We hadn’t much of anything but we had a little of a lot.

And we arguably had too much racing. Every Saturday, we were at Naas, or Newbury, or the Curragh. Non-runner number nine, 11 ran.

And it was always raining.

But we had a lot more besides. A scattering of seeds that grew a love of sport. And a few magic beans.

Over 40? Shut your eyes and see what floods back.

Hockey from Three Rock Rovers. Shannon in the AIL. Niall Quinn’s debut goal for Arsenal against Liverpool. Pat Kirby in the handball. Cross-country. Mick Dunne’s goals and saves of the year.

Luton’s plastic pitch and Steve Foster’s headband. Kerry Dixon projecting every ounce of fluid from his body by placing one finger on the adjacent nostril. The cars parked behind the Stamford Bridge goal. A union strike when Fred Cogley had to commentate on everything.

‘Now to rallying’. Or Bowling. Dogs. Basketball. Boxing. Pitch ‘n Putt. Tug of War. YouTube confirms Sports Stadium showed the World Tug of War Championships from Oriel Park.

And footage of the Boley boys from Wexford digging very deep suggests that may well be the day the pitch’s problems began.

Happier times? More democratic anyway. Perhaps the heyday of all sports outside the big guns in the struggle for hearts and minds.

“It totally was,” says Michael Lyster, in the presenter’s chair from 1985. “We weren’t really paying any rights fees. But when we started writing big cheques to the GAA or IRFU or whoever, everything else kind of got wiped off the slate.

------------------------------------------------------------------------

Write the next part of the piece about Saturday sports television, picking up after its last sentence.

SOURCE MATERIAL:
------------------------------------------------------------------------

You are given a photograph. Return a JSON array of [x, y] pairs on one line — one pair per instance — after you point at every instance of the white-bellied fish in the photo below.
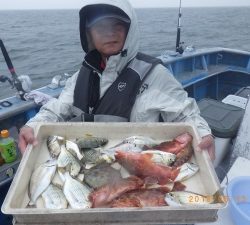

------------------------------------------------------------------------

OUTPUT FOR THIS EXERCISE:
“You could watch 20 minutes of handball and then maybe a horse race. It catered for everybody. You can find the minority sports now on your TV, but you have to decide to watch the whole thing. And people aren’t necessarily interested enough.

“I remember presenting the hockey from Three Rock. And it would be a full outside broadcast. All the coloured wagons would show up and it was kind of a big deal. The fact the national broadcaster was there would give it a status.”

Stephen Alkin, on board as editor or producer from 1983, as well as soccer commentator, was captain when it sank in 1997.

“I have seen sport move from being owned by the people to being owned by billionaires. Everything in sport is now contingent on television and what television is prepared to pay.”

Not that any of them will say it was perfect then. Things didn’t always run smoothly. Aprés Match of the Day captures the mayhem well. Before digital, before computers. When live meant unpredictable. When the director was forever telling the presenter to fill a bit more.

“Especially Sports Stadium, because it was a bit of this, a bit of that. Half the time it was chaos, seat of your pants doesn’t describe it,” says Lyster.

He remembers well the afternoon he landed into Montrose for a soft shift. Do the first hour then hand over to Fred Cogley at the Irish Open for the next four.

“And as I hand over, the first thing I see is Fred taking out an umbrella. And next thing I hear is ‘golf has been suspended for the day’. Then a five-second delay, while I could hear the director, I think Max Mulvihill, saying ‘ah, what did Fred just say there’.

“And then the shit hit the fan. And Fred was handing back to me and we had nothing.”

He recalled a story about Terry Wogan, in his time as a continuity announcer on RTÉ Radio, on a day when it all broke down. How Terry got out an RTÉ Guide and just read, holding court in that way he had.

“And I happened to have a copy of it on the desk and said, if it was good enough for Terry… So I just started reeling things off. ‘Here’s a programme you might be interested in on Tuesday’. And I could hear footsteps running and I knew it was Brian McSharry desperately looking for a tape, any tape, to shove into a machine.”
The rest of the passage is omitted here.